* _SET PROBLEM_
Transcribe the data below word for word, leaving out every picture.

* _STORED ROWS_
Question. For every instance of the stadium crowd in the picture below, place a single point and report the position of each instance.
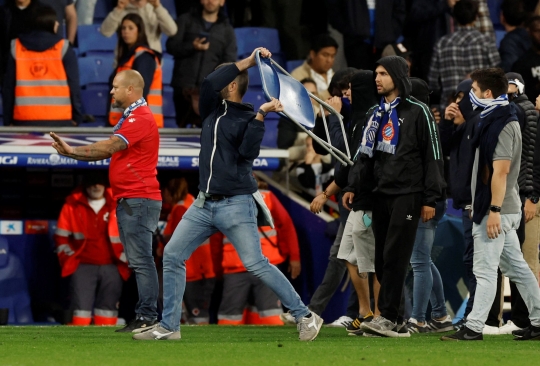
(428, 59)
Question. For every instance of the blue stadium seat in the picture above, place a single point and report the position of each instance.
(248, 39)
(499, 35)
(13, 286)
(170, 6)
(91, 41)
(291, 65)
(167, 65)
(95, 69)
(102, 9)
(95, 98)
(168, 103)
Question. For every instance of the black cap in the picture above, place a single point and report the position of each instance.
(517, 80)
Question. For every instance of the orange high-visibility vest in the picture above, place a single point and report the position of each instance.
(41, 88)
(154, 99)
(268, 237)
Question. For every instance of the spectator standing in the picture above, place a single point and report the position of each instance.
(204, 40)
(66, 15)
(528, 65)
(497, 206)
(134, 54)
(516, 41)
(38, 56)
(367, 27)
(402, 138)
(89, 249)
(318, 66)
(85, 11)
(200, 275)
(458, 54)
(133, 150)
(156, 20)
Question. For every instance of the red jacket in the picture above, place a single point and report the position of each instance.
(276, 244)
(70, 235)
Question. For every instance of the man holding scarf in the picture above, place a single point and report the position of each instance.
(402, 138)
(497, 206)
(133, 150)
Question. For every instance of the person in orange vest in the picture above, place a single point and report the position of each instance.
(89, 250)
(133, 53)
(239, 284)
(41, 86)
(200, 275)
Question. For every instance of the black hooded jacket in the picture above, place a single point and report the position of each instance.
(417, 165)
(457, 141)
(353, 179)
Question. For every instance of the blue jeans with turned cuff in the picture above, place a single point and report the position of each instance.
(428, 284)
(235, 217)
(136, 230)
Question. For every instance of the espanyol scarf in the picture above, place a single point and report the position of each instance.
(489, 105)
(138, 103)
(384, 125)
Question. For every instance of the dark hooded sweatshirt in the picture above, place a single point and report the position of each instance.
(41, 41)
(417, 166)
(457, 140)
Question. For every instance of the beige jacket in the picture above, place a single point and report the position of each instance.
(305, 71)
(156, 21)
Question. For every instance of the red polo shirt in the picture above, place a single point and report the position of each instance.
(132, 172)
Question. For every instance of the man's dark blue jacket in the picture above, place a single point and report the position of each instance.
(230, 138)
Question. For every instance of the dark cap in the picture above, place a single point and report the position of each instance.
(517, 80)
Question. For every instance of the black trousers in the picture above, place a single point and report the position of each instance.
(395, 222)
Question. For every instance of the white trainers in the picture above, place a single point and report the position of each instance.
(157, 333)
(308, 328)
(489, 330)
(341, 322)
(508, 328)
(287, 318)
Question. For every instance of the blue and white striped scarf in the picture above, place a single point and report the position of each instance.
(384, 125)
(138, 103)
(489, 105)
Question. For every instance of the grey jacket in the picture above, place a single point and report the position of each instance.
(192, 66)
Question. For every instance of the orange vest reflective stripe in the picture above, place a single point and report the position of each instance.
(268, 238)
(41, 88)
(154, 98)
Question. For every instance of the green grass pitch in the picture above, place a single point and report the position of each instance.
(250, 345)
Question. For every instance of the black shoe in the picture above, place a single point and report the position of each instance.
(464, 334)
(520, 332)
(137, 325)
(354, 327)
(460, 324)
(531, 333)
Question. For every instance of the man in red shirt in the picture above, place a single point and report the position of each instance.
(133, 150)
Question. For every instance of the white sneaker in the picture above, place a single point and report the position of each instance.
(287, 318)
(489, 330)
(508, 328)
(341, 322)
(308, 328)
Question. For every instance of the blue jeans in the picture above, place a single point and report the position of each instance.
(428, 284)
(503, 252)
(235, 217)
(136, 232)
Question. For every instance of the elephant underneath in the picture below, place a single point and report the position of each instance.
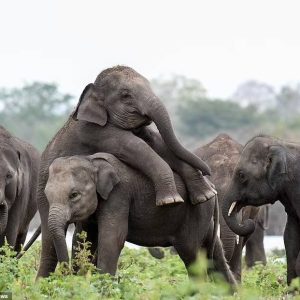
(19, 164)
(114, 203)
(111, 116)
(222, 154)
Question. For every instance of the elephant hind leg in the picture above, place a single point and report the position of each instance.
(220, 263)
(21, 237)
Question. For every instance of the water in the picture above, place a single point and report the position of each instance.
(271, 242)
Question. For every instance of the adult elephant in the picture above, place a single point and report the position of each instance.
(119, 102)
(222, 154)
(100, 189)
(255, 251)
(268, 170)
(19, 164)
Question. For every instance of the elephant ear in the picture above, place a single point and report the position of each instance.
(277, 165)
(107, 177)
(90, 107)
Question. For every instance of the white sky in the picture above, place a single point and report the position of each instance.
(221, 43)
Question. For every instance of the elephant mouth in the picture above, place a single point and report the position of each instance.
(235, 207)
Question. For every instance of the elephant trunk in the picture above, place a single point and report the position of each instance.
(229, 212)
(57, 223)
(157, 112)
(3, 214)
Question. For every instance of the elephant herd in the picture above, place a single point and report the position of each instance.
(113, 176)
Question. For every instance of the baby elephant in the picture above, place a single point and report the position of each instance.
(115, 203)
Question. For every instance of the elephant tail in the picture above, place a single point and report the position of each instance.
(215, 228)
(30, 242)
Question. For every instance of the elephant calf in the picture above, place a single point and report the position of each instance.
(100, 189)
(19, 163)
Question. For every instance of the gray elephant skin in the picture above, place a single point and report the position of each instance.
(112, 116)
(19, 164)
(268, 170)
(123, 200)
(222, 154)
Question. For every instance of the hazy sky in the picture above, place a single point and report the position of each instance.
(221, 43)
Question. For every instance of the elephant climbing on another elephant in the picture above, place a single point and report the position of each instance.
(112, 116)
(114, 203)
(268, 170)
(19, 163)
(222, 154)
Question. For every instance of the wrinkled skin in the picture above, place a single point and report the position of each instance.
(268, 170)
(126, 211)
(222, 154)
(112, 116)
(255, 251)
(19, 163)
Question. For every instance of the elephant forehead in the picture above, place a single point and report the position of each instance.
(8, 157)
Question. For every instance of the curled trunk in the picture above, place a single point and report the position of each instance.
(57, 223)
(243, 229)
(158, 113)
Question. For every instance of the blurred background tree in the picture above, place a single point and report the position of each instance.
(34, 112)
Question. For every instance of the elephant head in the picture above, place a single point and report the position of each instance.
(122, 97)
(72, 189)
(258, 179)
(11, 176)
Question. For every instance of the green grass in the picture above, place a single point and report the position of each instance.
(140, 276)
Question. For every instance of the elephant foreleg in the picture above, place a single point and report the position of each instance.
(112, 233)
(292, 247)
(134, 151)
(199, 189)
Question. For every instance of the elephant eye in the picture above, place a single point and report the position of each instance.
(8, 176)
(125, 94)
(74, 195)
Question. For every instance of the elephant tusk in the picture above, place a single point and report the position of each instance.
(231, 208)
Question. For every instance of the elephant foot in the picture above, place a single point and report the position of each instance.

* _RESULT FOR THIS TASK_
Question. For every instance of the stadium crowd in the picture below, place a single point and report the position of each instance.
(428, 59)
Question. For every instance of the blue stadium seat in the picture above, place a single point and report the position of each instance.
(248, 39)
(499, 35)
(13, 286)
(170, 6)
(91, 41)
(291, 65)
(167, 65)
(95, 69)
(102, 9)
(95, 98)
(168, 103)
Question. For every instance of the black cap in the picture above, place a single point and report the position of each instance.
(517, 80)
Question. For every instance of the orange high-visibility vest in the picture above, place a single point and report the position of each instance.
(41, 88)
(154, 99)
(268, 237)
Question. For every instance of the spectator standing in the picture above, place a single point and report the position of each instance.
(204, 40)
(66, 15)
(528, 65)
(497, 206)
(134, 54)
(516, 41)
(38, 56)
(367, 27)
(402, 138)
(89, 249)
(318, 66)
(85, 11)
(200, 275)
(458, 54)
(133, 150)
(156, 20)
Question. For every instance of the red jacket in the picture above, place a single point and report the position of each instance.
(276, 244)
(70, 235)
Question. For every instance of the man holding scarf in the picture above, place a single point and report the position of each instance.
(402, 138)
(497, 206)
(133, 150)
Question. For every instance of the person in orange vest in the picture above, place a single point and report the position of each instance.
(89, 250)
(133, 53)
(239, 284)
(41, 86)
(200, 275)
Question. For every instance of the black hooded jacket in the picture above, place a single point and report the position of each instance.
(417, 165)
(457, 141)
(353, 179)
Question. For every instance of the blue jeans with turned cuff in the picture above, place a single point and report the position of each instance.
(428, 284)
(235, 217)
(136, 230)
Question. For every instance of the espanyol scarf in the picture above, place a single point and report the position of each instance.
(489, 105)
(138, 103)
(384, 125)
Question. For every instance of the dark hooded sweatshirt in the picture above, place a single point and report the position of each instance.
(41, 41)
(417, 166)
(457, 140)
Question. For every instance of the beige jacket in the picture above, place a single point and report the position of each instance.
(305, 71)
(156, 21)
Question. For every instance of the red polo shirt in the picture above, place a single point and report the position of each instance.
(132, 172)
Question. For every instance of the man's dark blue jacket in the picture above, place a single point and report the position of each instance.
(230, 138)
Question. For every instance of the dark cap in the picture above, place a single point and report the position of each instance.
(517, 80)
Question. For every instance of the black trousers in the picture above, place a single point and report the position of each instance.
(395, 222)
Question. For every instance of the white trainers in the picture above, place a single point and report the position of each instance.
(157, 333)
(308, 328)
(489, 330)
(341, 322)
(508, 328)
(287, 318)
Question. For every instance of the blue and white striped scarf in the picture above, place a single point and report the position of each instance.
(384, 125)
(138, 103)
(489, 105)
Question. For every instance of the grey jacket in the picture above, place a single point and report the position of each instance.
(192, 66)
Question. For every instance of the orange vest reflective stripe in the picture above, place a single point and report the position of each instance.
(268, 238)
(41, 88)
(154, 98)
Question. For every instance of the green grass pitch in the picture above, place a single point and report the position of each instance.
(250, 345)
Question. For every instance of the black shoe in the picture above, place a single point and report the position of each instance.
(464, 334)
(520, 332)
(137, 325)
(354, 327)
(460, 324)
(531, 333)
Question. For every instance of the man in red shirt in the picture above, place a single point and report the position of each instance.
(133, 150)
Question. For every instance of the white sneaker in the picture above, place a single point and report the position of each instance.
(287, 318)
(489, 330)
(508, 328)
(341, 322)
(308, 328)
Question. For every instance of the blue jeans in the picture above, place a single point and report the position of each instance.
(428, 284)
(503, 252)
(235, 217)
(136, 232)
Question. For every instance of the elephant underneath in the picture below, place a single point and report the position of each instance.
(19, 164)
(114, 203)
(111, 116)
(222, 154)
Question. For every instance of the elephant hind leg in the picture above, place a single point and report the position of each instance.
(220, 263)
(21, 237)
Question. For every instance of the water in the picture above, place a single point and report the position of each instance.
(271, 242)
Question. For every instance of the adult elephant in the picture above, place a single point and report the position of each instance.
(119, 102)
(222, 154)
(100, 189)
(255, 251)
(268, 170)
(19, 164)
Question. For every instance of the elephant ear in the picture above, place a single point and report the position of each instance.
(277, 165)
(107, 177)
(90, 107)
Question. For every instance of the white sky in the picture above, place a single point and report the position of each instance.
(221, 43)
Question. For every instance of the elephant mouth in the picture above, place a single point and report the position of each instance.
(235, 207)
Question. For every instance of the elephant trunk in the picture above, place a single point and report the position of each instance.
(229, 212)
(57, 223)
(157, 112)
(3, 214)
Question. For every instance of the elephant herd in the picture above, place a single point and report the position of each instance.
(113, 176)
Question. For every instance of the baby elephant in the picture above, place a single point and report the position of each instance.
(115, 203)
Question. For every instance of the elephant tail in the picture above, place a single point and report the position of each instance.
(215, 228)
(30, 242)
Question. For every instance of the elephant calf in the picture above, place a single point and report the position of each instance.
(100, 189)
(19, 163)
Question. For every instance of the gray elephant skin in the picture above, place a single point and report the position of each instance.
(112, 116)
(19, 164)
(268, 170)
(123, 200)
(222, 154)
Question. For every instance of the hazy sky in the picture above, place a single point and report the position of each instance.
(221, 43)
Question. For every instance of the elephant climbing on another elephant in the picture above, place a single point and report the position of each instance.
(112, 116)
(114, 203)
(268, 170)
(19, 163)
(222, 154)
Question. For every instance of the wrinkled skin in the picture above, place a single point and report the position of each instance.
(268, 170)
(126, 211)
(222, 154)
(112, 116)
(255, 251)
(19, 163)
Question. For every instance of the elephant forehead in the picture above, place a single point and report the position of each instance.
(8, 157)
Question. For every instance of the curled trunk in the picture above, place a single point and report the position of each instance.
(57, 223)
(243, 229)
(158, 113)
Question. For every instance of the blurred background tree in the picture above, place a single point and report the position of each instance.
(34, 112)
Question. For every instance of the elephant head in the picture above, place a single point and report the position of each instance.
(122, 97)
(72, 189)
(258, 179)
(11, 176)
Question. For every instance of the green grass in the picture above, place a single point and report the position of each instance.
(140, 276)
Question. For every instance of the elephant foreleg in the picture above, place a single point and report the position of each instance.
(112, 233)
(292, 247)
(134, 151)
(199, 189)
Question. For every instance of the elephant eye in the picture above, place a single point and report the position of each instance.
(8, 176)
(125, 94)
(74, 195)
Question. For every instance of the elephant tusk in the picture above, place a single point and report the position of each instance.
(231, 208)
Question. For every instance of the elephant foot in the picture above, place a single point and report the position of each instance.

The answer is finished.